▸ THE PROBLEM:
Reproduce the text of every item below word for word, leaving out the pictures.

[Some records]
────────────────────

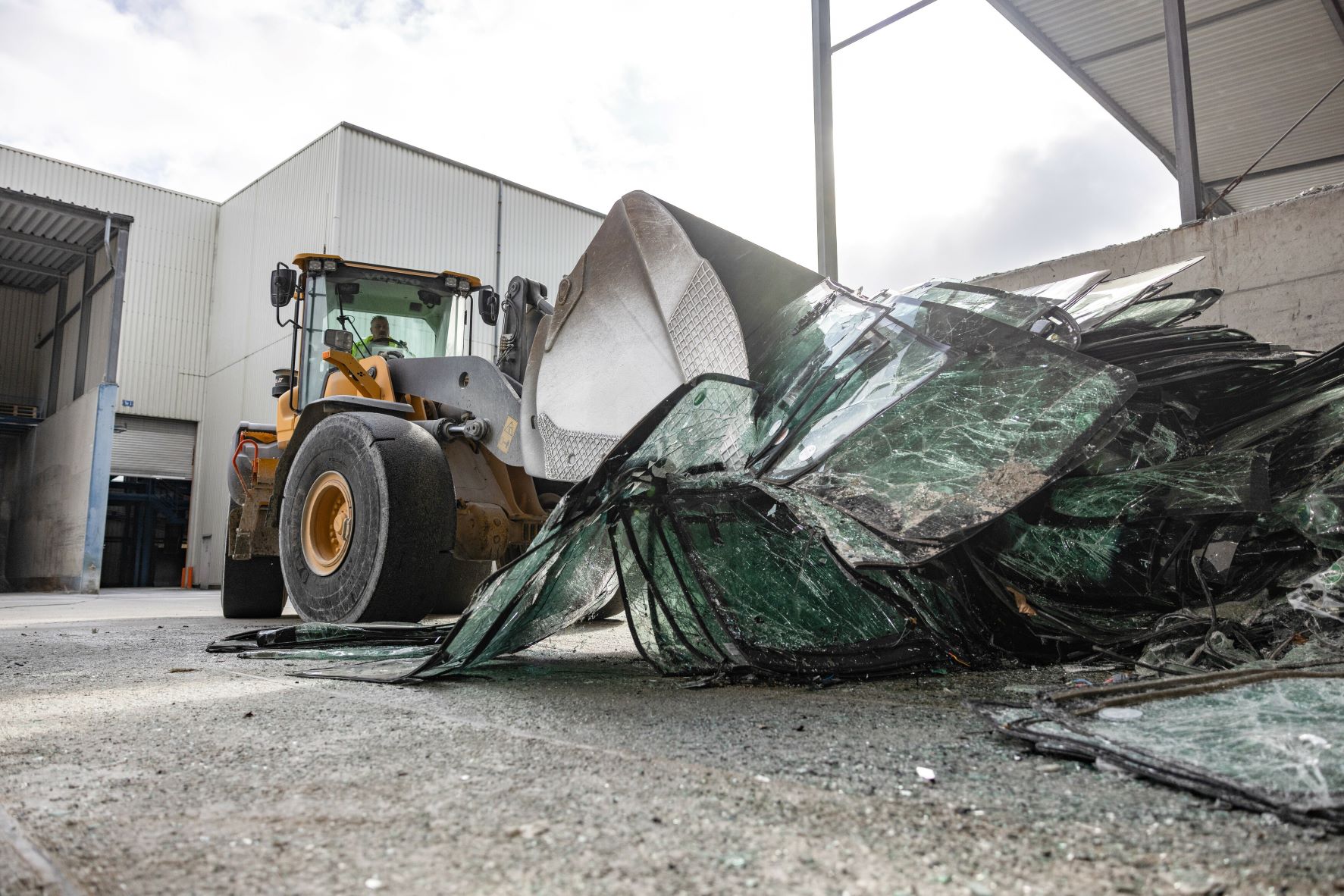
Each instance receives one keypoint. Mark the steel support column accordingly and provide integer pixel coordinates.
(85, 320)
(824, 137)
(118, 289)
(54, 377)
(1183, 111)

────────────────────

▸ WORKED ANSWER:
Each instance receives one keypoint. Mark the steel support column accordingly and provide integer pixel coordinates.
(85, 320)
(824, 137)
(118, 289)
(54, 377)
(1183, 111)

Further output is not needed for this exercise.